— Data to use —
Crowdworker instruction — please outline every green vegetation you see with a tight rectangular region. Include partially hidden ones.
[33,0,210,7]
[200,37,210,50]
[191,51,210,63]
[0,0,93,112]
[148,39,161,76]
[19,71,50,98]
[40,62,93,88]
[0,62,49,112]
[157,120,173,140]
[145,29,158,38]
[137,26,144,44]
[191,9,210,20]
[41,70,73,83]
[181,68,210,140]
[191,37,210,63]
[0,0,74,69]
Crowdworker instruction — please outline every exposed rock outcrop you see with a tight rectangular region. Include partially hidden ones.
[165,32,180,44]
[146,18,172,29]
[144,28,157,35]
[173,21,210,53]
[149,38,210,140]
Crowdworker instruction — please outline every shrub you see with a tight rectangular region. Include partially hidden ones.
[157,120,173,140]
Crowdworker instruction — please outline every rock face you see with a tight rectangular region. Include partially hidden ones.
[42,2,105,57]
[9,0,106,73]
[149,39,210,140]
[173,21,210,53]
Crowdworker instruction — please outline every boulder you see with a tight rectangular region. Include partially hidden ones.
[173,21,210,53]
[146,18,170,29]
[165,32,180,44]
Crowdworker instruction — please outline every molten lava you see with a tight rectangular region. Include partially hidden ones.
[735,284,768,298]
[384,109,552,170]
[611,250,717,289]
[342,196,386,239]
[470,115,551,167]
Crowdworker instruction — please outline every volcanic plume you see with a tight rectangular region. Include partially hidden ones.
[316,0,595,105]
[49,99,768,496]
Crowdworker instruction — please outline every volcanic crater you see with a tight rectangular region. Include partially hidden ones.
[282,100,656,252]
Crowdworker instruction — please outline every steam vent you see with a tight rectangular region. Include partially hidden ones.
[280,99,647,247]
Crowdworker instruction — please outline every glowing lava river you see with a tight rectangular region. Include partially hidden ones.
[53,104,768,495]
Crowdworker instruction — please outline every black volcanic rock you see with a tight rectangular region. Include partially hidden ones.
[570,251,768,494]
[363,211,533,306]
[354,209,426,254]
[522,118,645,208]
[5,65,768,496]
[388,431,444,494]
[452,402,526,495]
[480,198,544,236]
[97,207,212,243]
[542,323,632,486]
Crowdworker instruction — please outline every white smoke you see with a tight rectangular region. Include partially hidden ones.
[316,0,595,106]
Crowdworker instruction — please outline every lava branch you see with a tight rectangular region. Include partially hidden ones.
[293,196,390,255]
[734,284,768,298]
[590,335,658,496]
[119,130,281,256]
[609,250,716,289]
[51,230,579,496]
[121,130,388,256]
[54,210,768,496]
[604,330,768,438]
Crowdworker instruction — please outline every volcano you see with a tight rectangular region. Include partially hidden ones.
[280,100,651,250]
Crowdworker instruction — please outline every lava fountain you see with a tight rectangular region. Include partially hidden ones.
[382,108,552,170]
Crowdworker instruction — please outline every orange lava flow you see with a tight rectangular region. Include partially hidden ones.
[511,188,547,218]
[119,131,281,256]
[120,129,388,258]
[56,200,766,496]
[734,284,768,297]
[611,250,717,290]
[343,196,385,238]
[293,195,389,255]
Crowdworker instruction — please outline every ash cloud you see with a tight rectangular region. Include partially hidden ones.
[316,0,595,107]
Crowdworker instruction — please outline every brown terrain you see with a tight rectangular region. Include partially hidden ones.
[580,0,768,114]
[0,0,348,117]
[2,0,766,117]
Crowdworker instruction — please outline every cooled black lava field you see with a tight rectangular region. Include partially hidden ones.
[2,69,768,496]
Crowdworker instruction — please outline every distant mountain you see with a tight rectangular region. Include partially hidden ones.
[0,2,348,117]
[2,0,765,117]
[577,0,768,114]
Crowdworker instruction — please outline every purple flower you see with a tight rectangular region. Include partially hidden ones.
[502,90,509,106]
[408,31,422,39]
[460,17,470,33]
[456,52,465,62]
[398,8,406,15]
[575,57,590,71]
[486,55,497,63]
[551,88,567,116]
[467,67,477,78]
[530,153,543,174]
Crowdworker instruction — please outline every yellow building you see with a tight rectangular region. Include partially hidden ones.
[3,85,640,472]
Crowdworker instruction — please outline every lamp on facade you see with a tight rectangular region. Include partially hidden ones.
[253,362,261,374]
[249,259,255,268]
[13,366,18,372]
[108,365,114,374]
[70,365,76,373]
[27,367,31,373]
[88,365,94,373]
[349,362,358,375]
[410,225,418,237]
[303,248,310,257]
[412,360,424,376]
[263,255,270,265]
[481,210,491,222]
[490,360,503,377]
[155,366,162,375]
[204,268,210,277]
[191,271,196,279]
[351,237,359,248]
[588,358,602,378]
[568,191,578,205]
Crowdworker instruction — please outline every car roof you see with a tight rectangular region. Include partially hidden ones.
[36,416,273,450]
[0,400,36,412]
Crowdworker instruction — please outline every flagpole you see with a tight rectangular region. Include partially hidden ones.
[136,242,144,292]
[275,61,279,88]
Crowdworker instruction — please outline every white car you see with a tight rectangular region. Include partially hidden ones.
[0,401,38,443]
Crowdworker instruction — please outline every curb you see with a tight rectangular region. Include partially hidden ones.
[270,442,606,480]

— Task details —
The expected output is the complete listing, word for word.

— Reply —
Crowdworker instruction — please outline every green vegetation you see with a tight rectangular region. Include partially hidden ones.
[33,0,210,7]
[200,37,210,50]
[191,51,210,63]
[0,0,93,112]
[148,39,161,76]
[19,71,50,98]
[40,62,93,88]
[0,62,49,112]
[157,120,173,140]
[145,29,158,38]
[137,26,144,44]
[191,9,210,20]
[41,70,73,83]
[181,68,210,140]
[191,37,210,63]
[0,0,74,69]
Crowdworker instruction — please outline every exposed rock outcrop you see with a tight rectangular region. Include partially hidden ones.
[165,32,180,44]
[146,18,172,29]
[144,28,157,35]
[173,21,210,53]
[149,38,210,140]
Crowdworker instruction — please outline every shrub you see with a tight rectangular region. Include partially hidden ones.
[157,120,173,140]
Crowdworker instruction — please outline every rock face you see with a tight rectangular region. Include partially hidden ones.
[42,2,105,57]
[9,0,106,73]
[149,39,210,140]
[173,21,210,53]
Crowdworker instruction — please outline every boulder you see with a tight rectangular region. Include partially hidden ones.
[173,21,210,53]
[146,18,170,29]
[165,32,180,44]
Crowdworker instruction — please outline every molten lava you see with a tight rectangular region. Include partially hidden ones.
[735,284,768,298]
[384,109,552,170]
[611,250,717,289]
[342,196,386,239]
[470,115,551,167]
Crowdworker instruction — please outline every volcanic plume you see with a tight rectangular region. Include partially hidden ones.
[316,0,595,105]
[49,99,768,496]
Crowdworker instruction — please outline every volcanic crater you see with a tight rectangular region. Include partially hidden ones.
[282,100,656,252]
Crowdworker instruction — please outline every steam vent you see with a tight rectangular region. Include partially hidden ones.
[280,99,647,247]
Crowdworker instruction — please outline every glowing lava river you see with a tight rectangular region. Include partially hidden ones.
[53,104,768,495]
Crowdworker instruction — please outline every black volcanic rock you see with a tight rectangular region. Include partially hidden ones.
[570,251,768,494]
[363,211,533,306]
[354,209,426,254]
[522,118,645,208]
[5,65,768,496]
[388,431,444,494]
[452,402,526,495]
[480,198,544,236]
[97,207,212,243]
[542,323,632,486]
Crowdworker instruction — please outline every white smoke you see with a tight rectangular region. Include partially hidden ones.
[316,0,595,106]
Crowdworker instruction — please outline every lava branch you see with a tight rectangular region. Include partially hidden ones.
[293,196,390,255]
[734,284,768,298]
[590,335,658,496]
[119,130,281,256]
[609,250,716,289]
[51,230,579,496]
[121,130,388,256]
[54,210,768,496]
[604,330,768,438]
Crowdworker instruction — please outline every volcano you see with a tight rectangular region. Include partially hidden ones.
[280,100,651,250]
Crowdworker instruction — please outline every lava fountain you see with a tight rectangular region. Include partially hidden ones.
[382,108,552,170]
Crowdworker instruction — please outline every orange lava flow you see with a tight rectangular region. Include partially hidden ones.
[511,188,547,218]
[119,131,281,256]
[120,129,388,258]
[56,200,766,496]
[734,284,768,297]
[611,250,717,290]
[343,196,385,238]
[293,195,389,255]
Crowdworker instruction — please outline every ash cloud you see with a tight rectangular region. Include partially hidden ones.
[316,0,595,107]
Crowdworker instruction — please outline every brown terrain you see with a tight rectangular region. Include partially hidden ones.
[580,0,768,114]
[0,0,348,117]
[2,0,766,117]
Crowdworker instruction — please outline every cooled black lava field you see with a tight rectangular region. Include partially hidden ones.
[2,69,768,496]
Crowdworker instruction — please outline every distant mountain you see with a tight rectangular region. Include partially hidden ones.
[0,2,348,117]
[2,0,765,117]
[577,0,768,114]
Crowdworker instruction — please outline every purple flower you see with a tight rectangular region. Include partially hidden ones.
[502,90,509,106]
[408,31,422,39]
[460,17,470,33]
[456,52,465,62]
[398,8,406,15]
[575,57,590,71]
[486,55,497,63]
[551,88,567,116]
[467,67,477,78]
[530,153,543,174]
Crowdworker instruction — please outline every yellow building you see with a tight rectangular region. Include partially hidden ones.
[3,85,640,472]
Crowdworker instruction — please outline every lamp on facade you see with a tight rectangular region. Include partially hidden ones.
[253,362,261,374]
[249,259,255,268]
[13,366,18,372]
[108,365,114,374]
[70,365,76,373]
[27,367,31,373]
[88,365,94,373]
[349,362,358,375]
[410,225,418,237]
[303,248,310,257]
[412,360,424,376]
[263,255,270,265]
[481,210,491,222]
[490,360,503,377]
[155,366,162,375]
[204,268,210,277]
[191,271,196,279]
[351,237,359,248]
[588,358,602,378]
[568,191,578,205]
Crowdworker instruction — please outline every car roof you see with a tight rectangular region. Include partially hidden ones.
[36,416,273,450]
[0,400,36,412]
Crowdworker instruction — please outline every flagpole you see with a tight rectangular region. Include partially hidden ones.
[136,242,144,292]
[275,61,279,88]
Crowdworker instruction — please outline every white car you see with a tight rectangular region. Include partially hidden ones.
[0,401,38,443]
Crowdworker instruction — please outline every curb you see with a tight rectangular region. Include partially hidden ones.
[270,442,606,480]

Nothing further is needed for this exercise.